— begin Supplied data —

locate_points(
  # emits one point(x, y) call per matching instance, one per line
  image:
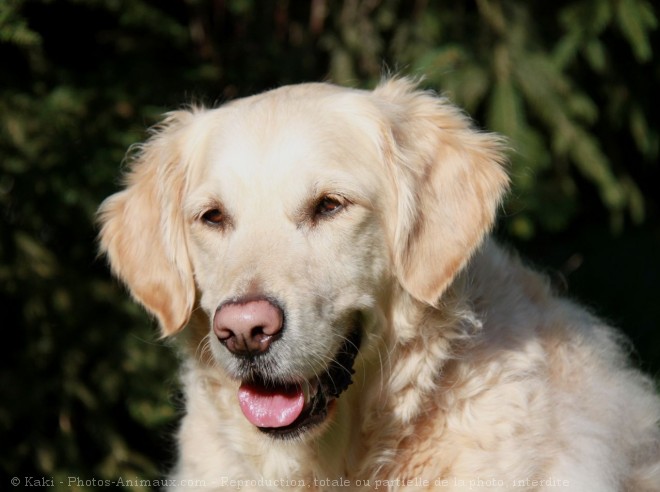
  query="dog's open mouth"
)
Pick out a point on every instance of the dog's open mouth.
point(289, 409)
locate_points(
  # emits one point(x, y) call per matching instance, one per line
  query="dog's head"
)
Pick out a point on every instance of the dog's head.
point(291, 219)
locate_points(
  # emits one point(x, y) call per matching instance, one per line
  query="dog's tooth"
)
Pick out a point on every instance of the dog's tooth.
point(309, 391)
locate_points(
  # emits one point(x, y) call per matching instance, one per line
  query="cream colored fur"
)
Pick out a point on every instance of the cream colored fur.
point(473, 374)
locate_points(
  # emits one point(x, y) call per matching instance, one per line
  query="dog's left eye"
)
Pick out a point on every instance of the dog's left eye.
point(214, 217)
point(327, 206)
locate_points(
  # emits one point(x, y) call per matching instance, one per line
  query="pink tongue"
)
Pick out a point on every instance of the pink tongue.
point(271, 407)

— end Supplied data —

▶ [Your task] Please echo all of the entries above word for word, leaving out the pictures.

▶ [Correct output]
locate_points(
  # emits one point(x, y) call per matching instance, one per line
  image:
  query="dog's open mouth"
)
Pick out a point on every instance of the dog's open mouth.
point(289, 409)
locate_points(
  # emits one point(x, y) call per matching instance, one per line
  query="dog's head"
)
Pick out a point on every instance of the dog's head.
point(291, 219)
locate_points(
  # emits one point(x, y) call per matching instance, one per line
  query="dog's tooth"
)
Pick out a point on every instance of the dog's tooth.
point(309, 391)
locate_points(
  # emits one point(x, y) call per matching instance, one per line
  query="cream colored fur"
)
Pick out a point on every instance of the cream colored fur.
point(473, 374)
locate_points(
  # emits one point(x, y) call per matching instance, one per line
  query="dog's left eye"
)
Pick out a point on every instance of the dog's left eye.
point(214, 217)
point(327, 206)
locate_points(
  # emits one point(x, y) call per matching instance, one per line
  query="pink tongue"
)
Pick out a point on every instance of the pink tongue.
point(271, 407)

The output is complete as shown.